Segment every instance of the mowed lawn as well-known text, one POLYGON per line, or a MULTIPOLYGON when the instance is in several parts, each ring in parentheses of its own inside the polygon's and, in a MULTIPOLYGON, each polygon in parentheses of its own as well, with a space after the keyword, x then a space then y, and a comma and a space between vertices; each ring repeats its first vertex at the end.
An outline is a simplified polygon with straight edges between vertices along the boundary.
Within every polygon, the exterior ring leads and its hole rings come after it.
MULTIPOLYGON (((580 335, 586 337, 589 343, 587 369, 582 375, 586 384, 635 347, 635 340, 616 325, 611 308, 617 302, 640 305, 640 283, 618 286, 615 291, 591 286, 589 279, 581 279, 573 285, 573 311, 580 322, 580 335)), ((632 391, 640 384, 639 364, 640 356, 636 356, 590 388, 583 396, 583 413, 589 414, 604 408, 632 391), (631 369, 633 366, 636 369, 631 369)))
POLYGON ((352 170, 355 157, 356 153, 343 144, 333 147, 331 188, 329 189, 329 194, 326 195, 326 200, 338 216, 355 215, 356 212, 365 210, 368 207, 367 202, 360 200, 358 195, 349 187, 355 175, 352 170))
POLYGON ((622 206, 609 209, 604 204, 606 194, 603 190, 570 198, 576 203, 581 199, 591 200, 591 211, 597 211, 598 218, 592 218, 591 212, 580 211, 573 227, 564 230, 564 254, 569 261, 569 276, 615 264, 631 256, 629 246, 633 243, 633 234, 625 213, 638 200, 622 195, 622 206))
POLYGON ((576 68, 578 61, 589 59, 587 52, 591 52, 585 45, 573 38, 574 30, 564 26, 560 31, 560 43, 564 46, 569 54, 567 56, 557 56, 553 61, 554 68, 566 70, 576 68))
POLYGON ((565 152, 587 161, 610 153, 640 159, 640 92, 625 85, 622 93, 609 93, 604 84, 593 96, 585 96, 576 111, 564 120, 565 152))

--

PROBLEM DETAILS: A line belongs in the answer if it contains the word "vertices"; please copy each such line from the material.

THE ANSWER:
Segment every instance of the mowed lawn as well-known text, one POLYGON per line, or a MULTIPOLYGON when the instance is in several parts, each ring in parentheses of its own inside the polygon's and, in a MULTIPOLYGON, each polygon in parentheses of its own as well, with a space after the keyword, x then a space then y, and a comma and a space between vertices; each ring repeats its first vertex at the end.
An outline is a simplified polygon with straight edges between vertices along the boundary.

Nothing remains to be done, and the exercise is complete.